Ranunculus repens adapte sa prestance au paysage environnant: courte dans les zones souvent fauchées, haute (jusqu’à 50cm) dans les milieux sauvages. Elle fleurit de mai jusqu'à la fin de l'été, mais mise avant tout sur la multiplication végétative, via ses stolons labyrinthiques. Ses racines assurent sa survie d'une année à l'autre (c'est une vivace): les parties souterraines peuvent endurer sans sourciller des températures basses (jusqu'à -40 degrés!), et de longues périodes en complète immersion (berges inondées en hiver).
En plus de cette formidable résistance, Ranunculus repens possède la faculté d’inhiber la croissance des plantes voisines, et plus particulièrement de celles de la famille Fabaceae (les Légumineuses, comme les trèfles, luzernes, vesces...). Elle n'a généralement pas bonne presse dans les pâturages, où elle peut proliférer (le piétinement favorise l'enracinement de ses stolons) au dépend de plantes appréciées par le bétail qui, par instinct ou par goût, ne la mange pas.

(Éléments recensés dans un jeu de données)
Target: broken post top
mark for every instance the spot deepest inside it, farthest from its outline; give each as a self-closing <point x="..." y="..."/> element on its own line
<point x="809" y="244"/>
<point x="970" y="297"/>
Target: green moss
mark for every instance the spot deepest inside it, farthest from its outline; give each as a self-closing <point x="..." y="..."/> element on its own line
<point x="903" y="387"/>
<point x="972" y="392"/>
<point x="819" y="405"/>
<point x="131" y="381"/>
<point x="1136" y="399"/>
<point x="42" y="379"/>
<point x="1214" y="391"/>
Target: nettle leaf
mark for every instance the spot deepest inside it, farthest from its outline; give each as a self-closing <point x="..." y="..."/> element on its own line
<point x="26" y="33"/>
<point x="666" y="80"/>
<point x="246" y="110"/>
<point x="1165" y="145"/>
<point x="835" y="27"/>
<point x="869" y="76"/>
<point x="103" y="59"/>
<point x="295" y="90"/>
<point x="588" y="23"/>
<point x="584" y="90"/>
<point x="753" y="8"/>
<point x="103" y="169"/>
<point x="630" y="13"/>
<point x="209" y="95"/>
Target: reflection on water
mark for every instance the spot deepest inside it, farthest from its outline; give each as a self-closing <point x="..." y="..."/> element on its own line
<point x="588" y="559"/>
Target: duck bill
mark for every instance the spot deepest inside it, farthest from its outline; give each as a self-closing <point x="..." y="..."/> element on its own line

CONSIGNE>
Relevez, s'il vous plaît, tous les exemples de Légumineuses (famille Fabaceae) que cite l'extrait sur Ranunculus repens.

VOTRE RÉPONSE>
trèfles, luzernes, vesces